MATERIAL FOR THE TASK:
○ ○ ○ ○ ○
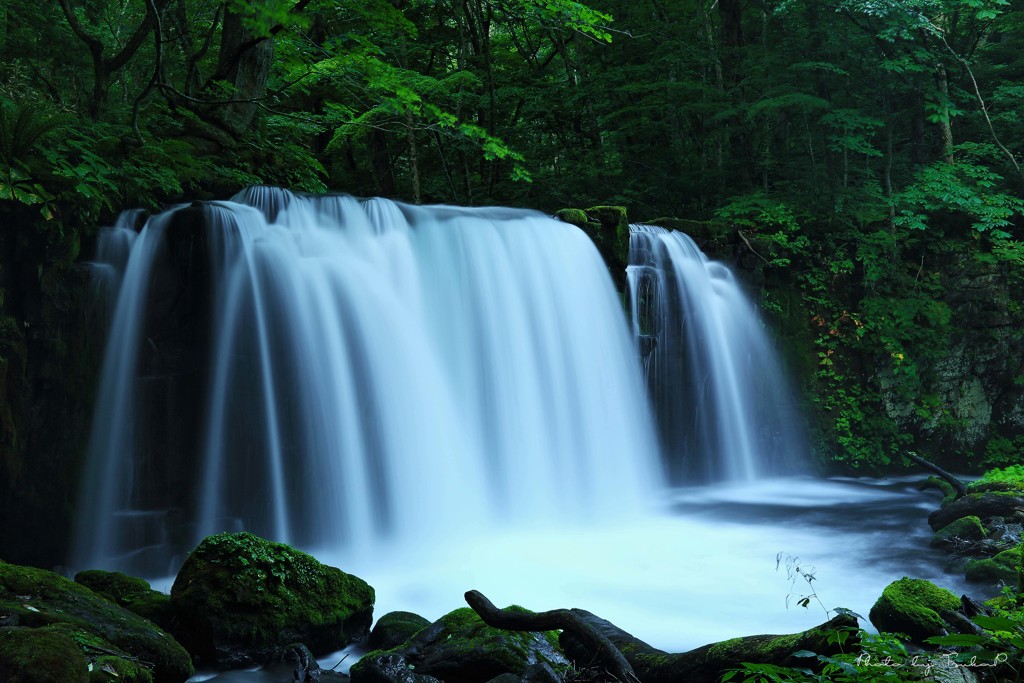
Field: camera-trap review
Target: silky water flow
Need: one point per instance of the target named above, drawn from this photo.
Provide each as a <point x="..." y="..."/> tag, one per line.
<point x="440" y="399"/>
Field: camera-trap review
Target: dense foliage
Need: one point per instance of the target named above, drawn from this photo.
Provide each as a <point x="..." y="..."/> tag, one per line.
<point x="871" y="147"/>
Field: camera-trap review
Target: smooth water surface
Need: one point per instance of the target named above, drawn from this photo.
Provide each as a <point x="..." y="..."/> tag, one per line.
<point x="705" y="570"/>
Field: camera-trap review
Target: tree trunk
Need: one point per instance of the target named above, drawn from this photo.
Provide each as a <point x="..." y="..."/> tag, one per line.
<point x="245" y="62"/>
<point x="945" y="122"/>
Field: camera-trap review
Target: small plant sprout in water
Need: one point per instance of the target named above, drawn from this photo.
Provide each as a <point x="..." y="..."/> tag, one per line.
<point x="796" y="571"/>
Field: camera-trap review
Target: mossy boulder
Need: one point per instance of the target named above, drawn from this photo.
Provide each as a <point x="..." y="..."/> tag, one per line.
<point x="982" y="505"/>
<point x="965" y="528"/>
<point x="394" y="629"/>
<point x="131" y="593"/>
<point x="915" y="607"/>
<point x="240" y="598"/>
<point x="461" y="648"/>
<point x="104" y="633"/>
<point x="608" y="228"/>
<point x="1004" y="567"/>
<point x="41" y="655"/>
○ ○ ○ ○ ○
WHAT TO DO:
Take every line from the data above that holds "water" and copy it out.

SOLUTION TO THE EXERCISE:
Target: silky water flow
Target: smooth water surface
Target: small plant sprout in water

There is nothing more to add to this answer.